From the line that contains "Spot the black-framed" down to the last line of the data below, transcribe every line exactly.

SUPPLIED INFORMATION
━━━━━━
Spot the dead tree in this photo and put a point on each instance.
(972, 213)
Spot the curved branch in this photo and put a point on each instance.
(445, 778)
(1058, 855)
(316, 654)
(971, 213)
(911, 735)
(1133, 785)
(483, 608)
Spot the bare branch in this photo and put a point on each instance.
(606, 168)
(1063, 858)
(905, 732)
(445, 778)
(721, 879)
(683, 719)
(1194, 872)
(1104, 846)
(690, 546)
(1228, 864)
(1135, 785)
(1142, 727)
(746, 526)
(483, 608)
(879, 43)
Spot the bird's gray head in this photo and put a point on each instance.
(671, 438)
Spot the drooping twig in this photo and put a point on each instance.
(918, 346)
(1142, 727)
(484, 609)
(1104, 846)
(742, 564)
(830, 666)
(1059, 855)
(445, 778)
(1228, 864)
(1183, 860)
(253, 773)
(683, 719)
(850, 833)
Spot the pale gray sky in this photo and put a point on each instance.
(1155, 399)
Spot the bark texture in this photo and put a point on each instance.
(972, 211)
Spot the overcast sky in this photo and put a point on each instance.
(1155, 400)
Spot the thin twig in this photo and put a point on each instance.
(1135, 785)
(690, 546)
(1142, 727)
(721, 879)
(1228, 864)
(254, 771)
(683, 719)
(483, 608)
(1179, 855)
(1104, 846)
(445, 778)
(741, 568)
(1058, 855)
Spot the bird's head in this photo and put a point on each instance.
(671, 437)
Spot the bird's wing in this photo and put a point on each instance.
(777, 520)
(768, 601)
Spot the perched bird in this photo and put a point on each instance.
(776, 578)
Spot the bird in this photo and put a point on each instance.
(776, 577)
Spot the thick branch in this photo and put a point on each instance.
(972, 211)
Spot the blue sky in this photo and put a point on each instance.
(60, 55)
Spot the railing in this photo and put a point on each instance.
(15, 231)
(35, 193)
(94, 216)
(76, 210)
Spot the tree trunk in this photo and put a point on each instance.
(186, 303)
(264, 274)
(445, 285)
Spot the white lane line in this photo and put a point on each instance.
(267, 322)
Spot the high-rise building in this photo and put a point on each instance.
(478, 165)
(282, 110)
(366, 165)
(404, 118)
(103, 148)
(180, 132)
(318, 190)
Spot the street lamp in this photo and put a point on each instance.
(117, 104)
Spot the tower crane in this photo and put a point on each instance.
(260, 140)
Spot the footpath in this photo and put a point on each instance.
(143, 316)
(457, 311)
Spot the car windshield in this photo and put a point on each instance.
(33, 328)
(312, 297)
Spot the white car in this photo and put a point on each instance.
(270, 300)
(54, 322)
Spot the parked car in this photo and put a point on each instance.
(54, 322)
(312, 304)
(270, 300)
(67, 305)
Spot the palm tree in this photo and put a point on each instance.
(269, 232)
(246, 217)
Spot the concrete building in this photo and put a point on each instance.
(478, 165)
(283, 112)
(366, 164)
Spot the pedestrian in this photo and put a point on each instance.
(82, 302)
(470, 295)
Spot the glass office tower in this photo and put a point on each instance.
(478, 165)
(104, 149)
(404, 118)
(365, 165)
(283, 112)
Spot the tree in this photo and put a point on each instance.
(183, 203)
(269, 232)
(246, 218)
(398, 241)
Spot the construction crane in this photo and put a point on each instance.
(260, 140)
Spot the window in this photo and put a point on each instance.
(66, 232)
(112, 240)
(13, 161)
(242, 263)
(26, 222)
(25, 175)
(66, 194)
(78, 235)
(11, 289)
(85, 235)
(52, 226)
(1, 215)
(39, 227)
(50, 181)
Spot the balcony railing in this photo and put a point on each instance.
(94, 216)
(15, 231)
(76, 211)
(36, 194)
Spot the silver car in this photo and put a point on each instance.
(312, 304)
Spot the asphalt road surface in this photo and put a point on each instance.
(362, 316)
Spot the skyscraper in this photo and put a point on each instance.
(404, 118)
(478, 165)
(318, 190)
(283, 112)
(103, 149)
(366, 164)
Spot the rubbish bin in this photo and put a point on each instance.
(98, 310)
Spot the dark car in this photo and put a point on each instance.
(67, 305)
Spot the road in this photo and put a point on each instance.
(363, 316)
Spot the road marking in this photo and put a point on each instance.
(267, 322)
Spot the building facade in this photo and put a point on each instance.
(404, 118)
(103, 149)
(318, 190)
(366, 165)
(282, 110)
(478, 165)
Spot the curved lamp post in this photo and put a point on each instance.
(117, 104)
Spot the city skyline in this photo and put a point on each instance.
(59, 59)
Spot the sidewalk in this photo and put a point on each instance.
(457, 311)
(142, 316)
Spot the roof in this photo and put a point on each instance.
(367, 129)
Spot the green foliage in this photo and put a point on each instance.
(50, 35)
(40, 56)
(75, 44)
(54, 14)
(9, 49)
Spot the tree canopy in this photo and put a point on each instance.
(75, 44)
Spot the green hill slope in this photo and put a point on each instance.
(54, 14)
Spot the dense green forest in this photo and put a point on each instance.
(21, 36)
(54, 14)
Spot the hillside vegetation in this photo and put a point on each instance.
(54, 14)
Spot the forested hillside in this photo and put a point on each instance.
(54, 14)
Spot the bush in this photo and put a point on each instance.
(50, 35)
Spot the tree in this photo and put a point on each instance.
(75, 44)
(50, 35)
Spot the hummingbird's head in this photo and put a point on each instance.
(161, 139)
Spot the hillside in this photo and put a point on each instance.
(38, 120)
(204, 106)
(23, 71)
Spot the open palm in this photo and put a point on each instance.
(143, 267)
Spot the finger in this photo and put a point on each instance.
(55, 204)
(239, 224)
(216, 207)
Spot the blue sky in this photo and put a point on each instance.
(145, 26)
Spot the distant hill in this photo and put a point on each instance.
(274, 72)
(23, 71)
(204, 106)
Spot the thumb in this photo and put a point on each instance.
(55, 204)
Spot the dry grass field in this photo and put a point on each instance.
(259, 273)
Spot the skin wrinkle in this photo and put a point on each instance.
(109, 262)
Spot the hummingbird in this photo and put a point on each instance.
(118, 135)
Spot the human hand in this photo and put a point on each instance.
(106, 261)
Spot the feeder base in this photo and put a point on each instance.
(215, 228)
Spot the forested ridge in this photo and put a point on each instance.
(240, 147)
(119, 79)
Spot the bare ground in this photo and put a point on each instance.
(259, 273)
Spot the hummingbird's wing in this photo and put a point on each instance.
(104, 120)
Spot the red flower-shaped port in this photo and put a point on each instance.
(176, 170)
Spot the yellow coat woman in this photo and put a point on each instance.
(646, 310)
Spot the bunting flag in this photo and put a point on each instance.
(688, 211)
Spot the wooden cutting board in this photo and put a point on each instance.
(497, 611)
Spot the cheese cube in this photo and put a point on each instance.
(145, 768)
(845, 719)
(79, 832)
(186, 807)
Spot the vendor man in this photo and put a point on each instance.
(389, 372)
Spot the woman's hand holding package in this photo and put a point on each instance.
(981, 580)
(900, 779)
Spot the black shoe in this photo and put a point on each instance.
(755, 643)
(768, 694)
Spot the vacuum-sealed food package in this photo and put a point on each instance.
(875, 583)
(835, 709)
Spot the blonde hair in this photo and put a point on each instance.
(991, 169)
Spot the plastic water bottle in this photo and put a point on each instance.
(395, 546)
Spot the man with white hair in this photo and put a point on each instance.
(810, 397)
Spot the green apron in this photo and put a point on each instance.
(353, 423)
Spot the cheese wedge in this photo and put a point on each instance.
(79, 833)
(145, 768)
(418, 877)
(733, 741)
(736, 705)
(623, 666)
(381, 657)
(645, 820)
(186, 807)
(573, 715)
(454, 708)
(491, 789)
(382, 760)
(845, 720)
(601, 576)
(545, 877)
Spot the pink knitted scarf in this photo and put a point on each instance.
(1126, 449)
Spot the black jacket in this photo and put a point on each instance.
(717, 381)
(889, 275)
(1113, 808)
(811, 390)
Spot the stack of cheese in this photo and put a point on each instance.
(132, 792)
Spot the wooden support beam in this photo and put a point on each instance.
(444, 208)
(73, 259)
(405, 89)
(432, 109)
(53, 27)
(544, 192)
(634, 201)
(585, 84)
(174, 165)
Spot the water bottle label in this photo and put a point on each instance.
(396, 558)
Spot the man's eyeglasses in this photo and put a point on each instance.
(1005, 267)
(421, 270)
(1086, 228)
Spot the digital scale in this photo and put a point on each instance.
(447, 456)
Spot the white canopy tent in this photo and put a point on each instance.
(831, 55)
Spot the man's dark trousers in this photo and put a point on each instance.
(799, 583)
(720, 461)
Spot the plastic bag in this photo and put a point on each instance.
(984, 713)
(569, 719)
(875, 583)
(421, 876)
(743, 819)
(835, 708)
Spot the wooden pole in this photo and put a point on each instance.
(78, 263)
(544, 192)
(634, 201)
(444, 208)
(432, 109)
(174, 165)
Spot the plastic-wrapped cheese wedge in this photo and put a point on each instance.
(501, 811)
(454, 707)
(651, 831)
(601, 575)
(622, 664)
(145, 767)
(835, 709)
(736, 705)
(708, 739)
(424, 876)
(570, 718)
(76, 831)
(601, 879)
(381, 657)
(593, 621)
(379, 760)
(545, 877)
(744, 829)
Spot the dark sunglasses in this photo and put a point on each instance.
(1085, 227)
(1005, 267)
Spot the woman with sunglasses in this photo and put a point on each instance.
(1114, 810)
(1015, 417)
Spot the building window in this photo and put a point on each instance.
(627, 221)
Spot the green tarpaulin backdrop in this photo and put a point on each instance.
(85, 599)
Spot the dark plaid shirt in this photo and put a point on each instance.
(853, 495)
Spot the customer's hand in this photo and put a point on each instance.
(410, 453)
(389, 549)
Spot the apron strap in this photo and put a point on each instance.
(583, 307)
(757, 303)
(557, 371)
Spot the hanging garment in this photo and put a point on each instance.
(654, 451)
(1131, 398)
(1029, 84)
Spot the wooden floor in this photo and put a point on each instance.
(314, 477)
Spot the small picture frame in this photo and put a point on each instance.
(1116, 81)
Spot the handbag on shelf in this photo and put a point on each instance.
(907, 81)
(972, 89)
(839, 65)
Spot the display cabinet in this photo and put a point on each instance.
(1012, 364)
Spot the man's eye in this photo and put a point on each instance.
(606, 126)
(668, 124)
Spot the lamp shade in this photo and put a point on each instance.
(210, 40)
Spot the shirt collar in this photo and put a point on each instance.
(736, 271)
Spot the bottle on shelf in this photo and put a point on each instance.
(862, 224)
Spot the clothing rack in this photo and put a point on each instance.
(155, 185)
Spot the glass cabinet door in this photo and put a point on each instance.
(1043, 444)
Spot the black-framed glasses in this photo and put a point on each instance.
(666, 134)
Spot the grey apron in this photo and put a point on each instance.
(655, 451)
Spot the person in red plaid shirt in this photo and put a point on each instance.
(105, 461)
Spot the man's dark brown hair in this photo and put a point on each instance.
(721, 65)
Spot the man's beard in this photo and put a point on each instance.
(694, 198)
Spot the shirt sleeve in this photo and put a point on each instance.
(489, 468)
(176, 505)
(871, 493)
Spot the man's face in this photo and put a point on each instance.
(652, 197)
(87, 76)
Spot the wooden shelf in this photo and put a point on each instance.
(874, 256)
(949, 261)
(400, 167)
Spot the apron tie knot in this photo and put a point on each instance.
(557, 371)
━━━━━━
COMPLETED EXERCISE
Spot the black-framed glasses in this photo and put a point on each instance.
(666, 134)
Spot the grey apron in this photo and put a point on each instance.
(655, 451)
Spot the person in red plaid shirt in this photo and put a point on each instance.
(105, 461)
Spot the man's dark brown hair in this photo and put a point on each instance.
(721, 65)
Spot the man's beard in this photo and put a point on each instance.
(694, 198)
Spot the shirt sleeve in this photo and put a point on each instance.
(489, 468)
(176, 505)
(871, 493)
Spot the man's face in this photo and put a point on each instance.
(652, 197)
(87, 76)
Spot the wooden shelf in this photo and put a point on each instance.
(874, 256)
(949, 261)
(400, 167)
Spot the apron tie knot in this photo and put a point on each instance.
(557, 371)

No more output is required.